→ **To do**: Copy the items below word for word, from the line that contains "of the blushed" through the end of the items.

--- START Entries supplied ---

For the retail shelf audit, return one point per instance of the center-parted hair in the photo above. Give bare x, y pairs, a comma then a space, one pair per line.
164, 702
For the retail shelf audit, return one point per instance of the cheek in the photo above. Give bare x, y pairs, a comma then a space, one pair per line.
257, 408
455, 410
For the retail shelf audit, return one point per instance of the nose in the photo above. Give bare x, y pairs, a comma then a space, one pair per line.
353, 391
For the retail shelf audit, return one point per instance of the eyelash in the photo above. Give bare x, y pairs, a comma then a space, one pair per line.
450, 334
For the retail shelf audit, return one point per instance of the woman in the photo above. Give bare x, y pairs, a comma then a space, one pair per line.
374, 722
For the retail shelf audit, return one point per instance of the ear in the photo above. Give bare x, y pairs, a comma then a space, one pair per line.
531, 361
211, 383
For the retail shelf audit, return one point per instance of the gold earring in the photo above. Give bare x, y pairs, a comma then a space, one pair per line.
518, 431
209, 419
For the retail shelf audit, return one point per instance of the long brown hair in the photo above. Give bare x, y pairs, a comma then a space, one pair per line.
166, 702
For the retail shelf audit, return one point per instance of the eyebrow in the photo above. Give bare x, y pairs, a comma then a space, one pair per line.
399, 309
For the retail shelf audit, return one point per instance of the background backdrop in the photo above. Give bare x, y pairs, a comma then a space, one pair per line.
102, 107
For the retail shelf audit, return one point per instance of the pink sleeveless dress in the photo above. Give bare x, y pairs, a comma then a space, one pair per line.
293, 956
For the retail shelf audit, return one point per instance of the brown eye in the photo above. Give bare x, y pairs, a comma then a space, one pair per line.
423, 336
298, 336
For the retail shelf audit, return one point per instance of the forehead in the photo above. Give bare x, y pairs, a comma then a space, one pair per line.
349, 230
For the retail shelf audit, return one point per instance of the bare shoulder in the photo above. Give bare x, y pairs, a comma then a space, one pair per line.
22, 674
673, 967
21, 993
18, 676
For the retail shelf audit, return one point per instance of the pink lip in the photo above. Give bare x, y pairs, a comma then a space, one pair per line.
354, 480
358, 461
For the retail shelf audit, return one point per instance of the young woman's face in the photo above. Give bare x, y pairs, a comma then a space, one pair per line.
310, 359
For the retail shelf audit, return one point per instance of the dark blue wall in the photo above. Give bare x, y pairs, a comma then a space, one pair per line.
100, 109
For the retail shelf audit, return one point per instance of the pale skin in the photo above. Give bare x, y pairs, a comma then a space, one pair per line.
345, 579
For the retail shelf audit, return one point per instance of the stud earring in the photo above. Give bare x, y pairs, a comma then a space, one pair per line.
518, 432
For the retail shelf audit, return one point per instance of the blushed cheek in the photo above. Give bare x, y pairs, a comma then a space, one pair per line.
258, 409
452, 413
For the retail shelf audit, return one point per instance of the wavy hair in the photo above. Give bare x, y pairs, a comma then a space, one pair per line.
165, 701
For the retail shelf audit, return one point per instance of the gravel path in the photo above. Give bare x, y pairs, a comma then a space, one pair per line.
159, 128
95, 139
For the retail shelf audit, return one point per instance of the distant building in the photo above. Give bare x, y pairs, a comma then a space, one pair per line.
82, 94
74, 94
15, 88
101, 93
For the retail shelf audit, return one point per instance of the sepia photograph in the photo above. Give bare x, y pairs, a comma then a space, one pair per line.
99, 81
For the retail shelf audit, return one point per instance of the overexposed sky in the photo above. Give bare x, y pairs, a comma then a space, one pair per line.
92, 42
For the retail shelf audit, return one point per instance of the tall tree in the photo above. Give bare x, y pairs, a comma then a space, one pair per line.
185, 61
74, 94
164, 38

--- END Entries supplied ---

→ **Answer below**:
For the retail shelf audit, return one point per instance of the blushed cheek in the photo above. Give bare x, y pairs, a comma then a space, one pair per line.
258, 409
452, 413
For the retail shelf audit, return one point per instance of the wavy hair in the photo above. Give bare x, y pairs, a comma then a space, one pair per line.
165, 701
For the retail shelf audit, return one point per instance of the gravel path in the photo above. Give bare x, y pairs, a comma then a space, one pair per line.
159, 128
95, 139
For the retail shelf audit, return one point per instance of the distant building in the photo above. Give bare x, y pairs, a comma then a space, one pair per line.
82, 94
74, 94
15, 88
101, 93
For the retail shelf audit, return one point per instance of the sepia photograph in the photo above. Give bare x, y pairs, a comma then a space, one pair per line.
99, 81
For the retail shelf audit, return one point per instance of the overexposed sky in the photo above. Give bare x, y pairs, a comma then a space, one pair per line.
92, 42
For the retail shelf audit, return one point per instance of the tall tree in the photo above. Give bare x, y pairs, a comma then a space, one pair per line.
185, 61
74, 94
164, 38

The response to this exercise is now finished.